Your task: Make an exact copy of the entries, and keep any pictures out of it.

Input data:
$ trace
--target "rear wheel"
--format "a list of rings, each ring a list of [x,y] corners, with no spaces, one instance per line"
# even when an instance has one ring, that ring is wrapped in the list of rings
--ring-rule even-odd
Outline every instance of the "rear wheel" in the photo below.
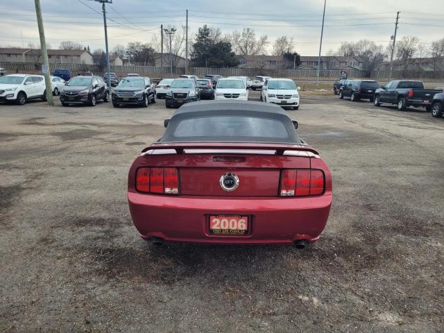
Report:
[[[432,115],[435,118],[443,116],[443,105],[440,102],[436,102],[432,106]]]
[[[17,101],[15,102],[19,105],[24,105],[26,103],[26,95],[24,92],[19,92],[17,95]]]
[[[381,101],[379,100],[379,95],[376,95],[373,99],[373,105],[375,106],[381,106]]]

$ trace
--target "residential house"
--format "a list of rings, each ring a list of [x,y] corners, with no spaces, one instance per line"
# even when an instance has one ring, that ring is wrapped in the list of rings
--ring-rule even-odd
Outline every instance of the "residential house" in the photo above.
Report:
[[[284,67],[282,56],[237,56],[239,68],[266,68],[279,69]]]
[[[42,62],[41,50],[0,48],[0,62]],[[48,49],[48,61],[53,64],[92,64],[92,55],[87,50]]]
[[[298,69],[317,69],[318,61],[316,56],[301,56]],[[364,69],[364,60],[358,56],[323,56],[321,57],[321,69]]]

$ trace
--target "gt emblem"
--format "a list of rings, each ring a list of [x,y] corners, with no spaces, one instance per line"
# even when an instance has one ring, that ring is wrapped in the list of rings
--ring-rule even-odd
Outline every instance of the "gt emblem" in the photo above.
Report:
[[[239,177],[232,172],[222,175],[219,179],[219,185],[222,189],[228,192],[235,190],[239,186]]]

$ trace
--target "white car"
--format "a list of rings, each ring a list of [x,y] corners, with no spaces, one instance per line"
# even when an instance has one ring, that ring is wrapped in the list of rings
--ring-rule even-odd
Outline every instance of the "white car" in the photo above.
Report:
[[[155,86],[155,94],[157,99],[165,98],[173,80],[173,78],[164,78]]]
[[[270,76],[256,76],[251,83],[251,89],[256,90],[257,89],[262,89],[262,85],[266,80],[271,78]]]
[[[46,99],[43,76],[10,74],[0,78],[0,101],[23,105],[31,99]]]
[[[268,78],[264,83],[261,101],[280,106],[299,108],[299,92],[296,84],[289,78]]]
[[[214,99],[248,101],[248,90],[245,82],[241,78],[219,78],[216,85]]]
[[[66,82],[62,78],[58,76],[51,77],[51,89],[53,90],[53,95],[58,96],[60,91],[65,87]]]
[[[253,81],[248,76],[228,76],[228,77],[233,78],[241,78],[242,80],[244,80],[244,82],[245,83],[245,85],[246,86],[247,89],[251,88],[251,85],[253,84]]]

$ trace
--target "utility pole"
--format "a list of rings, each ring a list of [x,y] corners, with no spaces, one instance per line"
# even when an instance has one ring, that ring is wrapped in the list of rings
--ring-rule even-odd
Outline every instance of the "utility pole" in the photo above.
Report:
[[[164,29],[165,33],[169,35],[169,66],[171,74],[171,78],[173,78],[173,47],[171,46],[171,35],[174,35],[177,29],[174,28],[170,28],[169,29]]]
[[[319,71],[321,69],[321,49],[322,49],[322,36],[324,33],[324,19],[325,18],[325,4],[327,0],[324,0],[324,13],[322,15],[322,29],[321,30],[321,43],[319,44],[319,56],[318,56],[318,74],[316,75],[316,85],[319,83]]]
[[[34,0],[35,3],[35,14],[37,15],[37,24],[39,27],[39,35],[40,37],[40,48],[42,50],[42,60],[43,65],[42,71],[44,74],[44,84],[46,92],[46,101],[49,105],[53,105],[53,89],[51,87],[51,78],[49,77],[49,64],[48,63],[48,52],[46,51],[46,41],[44,38],[44,29],[43,28],[43,18],[42,17],[42,8],[40,0]]]
[[[391,46],[391,54],[390,55],[390,73],[388,74],[388,80],[391,80],[391,73],[393,69],[393,53],[395,52],[395,43],[396,43],[396,31],[398,31],[398,23],[400,19],[400,12],[396,12],[396,23],[395,23],[395,34],[391,37],[393,40],[393,44]]]
[[[108,71],[108,89],[111,89],[111,70],[110,69],[110,51],[108,50],[108,33],[106,28],[106,8],[105,3],[112,3],[112,0],[94,0],[102,4],[102,12],[103,12],[103,27],[105,28],[105,48],[106,49],[106,70]]]
[[[160,24],[160,80],[164,78],[164,25]]]
[[[187,10],[187,26],[185,31],[185,74],[188,74],[188,10]]]

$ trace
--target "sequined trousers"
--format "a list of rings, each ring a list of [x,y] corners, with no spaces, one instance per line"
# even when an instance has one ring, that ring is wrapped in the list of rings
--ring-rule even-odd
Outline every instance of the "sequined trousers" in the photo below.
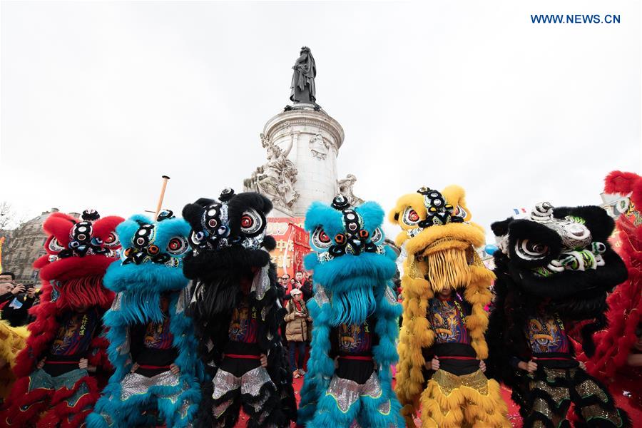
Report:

Answer to the problem:
$ trace
--target "rear wheel"
--format "a list of rings, each ring a list of [x,y] corners, with no spaces, one instance per line"
# even when an instance has one ring, that ring is wrapped in the list of rings
--ring-rule even-odd
Outline every instance of the "rear wheel" in the photo below.
Report:
[[[432,115],[435,118],[443,116],[443,105],[440,102],[436,102],[432,106]]]
[[[17,101],[15,102],[19,105],[24,105],[26,103],[26,95],[24,92],[19,92],[17,95]]]
[[[381,101],[379,100],[379,95],[376,95],[373,99],[373,105],[375,106],[381,106]]]

$ trace
--target "residential house"
--format "a list of rings, each ring a list of [x,y] corners, with no spaces, one instance per line"
# even when an instance has one ring, that ring is wrapped in the list of rings
--ring-rule even-odd
Outline every instance of the "residential house" in the photo above.
Report:
[[[284,67],[282,56],[237,56],[239,68],[266,68],[279,69]]]
[[[42,62],[41,50],[0,48],[0,62]],[[48,49],[48,61],[53,64],[92,64],[92,55],[87,50]]]
[[[298,69],[317,69],[318,61],[316,56],[301,56]],[[364,69],[364,60],[358,56],[323,56],[321,57],[321,69]]]

$ trace
--target "gt emblem"
--format "a list of rings, each ring a list of [x,y] corners, with no spaces, one instance per line"
# even when an instance has one ring, that ring is wrapped in the list of rings
--ring-rule even-odd
Outline every instance of the "gt emblem" in the photo above.
Report:
[[[239,177],[232,172],[222,175],[219,179],[219,185],[222,189],[228,192],[235,190],[239,186]]]

$ trace
--target "white car"
--format "a list of rings, each ring a list of [x,y] corners, with no spaces, one instance per line"
# even when an instance has one ring, that ring is wrapped in the list of rings
--ring-rule even-odd
Outline every instance of the "white car" in the photo above.
Report:
[[[155,86],[155,94],[157,99],[165,98],[173,80],[173,78],[164,78]]]
[[[270,76],[256,76],[251,83],[251,89],[256,90],[257,89],[262,89],[262,85],[266,80],[271,78]]]
[[[46,99],[43,76],[10,74],[0,78],[0,101],[23,105],[31,99]]]
[[[268,78],[264,83],[261,101],[280,106],[299,108],[299,92],[296,84],[289,78]]]
[[[214,99],[248,101],[248,90],[245,82],[241,78],[219,78],[216,85]]]
[[[66,82],[62,78],[58,76],[51,77],[51,89],[53,90],[53,95],[58,96],[60,91],[65,87]]]
[[[253,81],[248,76],[228,76],[228,77],[233,78],[241,78],[242,80],[244,80],[244,82],[245,83],[245,85],[246,86],[247,89],[251,88],[251,85],[253,84]]]

$ trace
--target "utility pole"
--format "a list of rings, each ring a list of [x,y] corners, with no spaces, one instance per line"
# even when an instance has one ring, that ring is wrapped in the list of rings
--ring-rule even-odd
Outline every instance of the "utility pole" in the photo above.
Report:
[[[164,29],[165,33],[169,35],[169,66],[171,74],[171,78],[173,78],[173,47],[171,46],[171,35],[174,35],[177,29],[174,28],[170,28],[169,29]]]
[[[319,71],[321,69],[321,49],[322,49],[322,36],[324,33],[324,19],[325,18],[325,4],[327,0],[324,0],[324,13],[322,15],[322,29],[321,30],[321,43],[319,44],[319,56],[318,56],[318,74],[316,75],[316,85],[319,83]]]
[[[34,0],[35,3],[35,14],[37,15],[37,24],[39,27],[39,35],[40,37],[40,48],[42,50],[42,60],[43,65],[42,71],[44,74],[44,84],[46,92],[46,101],[49,105],[53,105],[53,89],[51,87],[51,78],[49,77],[49,64],[48,63],[48,52],[46,51],[46,41],[44,38],[44,29],[43,28],[43,18],[42,17],[42,8],[40,0]]]
[[[391,46],[391,54],[390,55],[390,73],[388,74],[388,80],[391,80],[391,73],[393,69],[393,53],[395,52],[395,43],[396,43],[396,31],[398,31],[398,23],[400,19],[400,12],[396,12],[396,23],[395,23],[395,34],[391,37],[393,40],[393,44]]]
[[[108,71],[108,89],[111,89],[111,70],[110,69],[110,51],[108,50],[108,33],[106,28],[106,8],[105,3],[112,3],[112,0],[94,0],[102,4],[102,12],[103,12],[103,27],[105,28],[105,48],[106,49],[106,70]]]
[[[160,24],[160,80],[164,78],[164,25]]]
[[[187,10],[187,26],[185,31],[185,74],[188,74],[188,10]]]

$ trace
--target "sequined trousers"
--format "a list of rings, each ring a list of [x,y] corners, with no spaces, one instance per line"
# even when an instance has one ring, that ring is wrapped in the list of rings
--ring-rule even-odd
Outline every instance of the "sequined trousers" in the photo below.
Report:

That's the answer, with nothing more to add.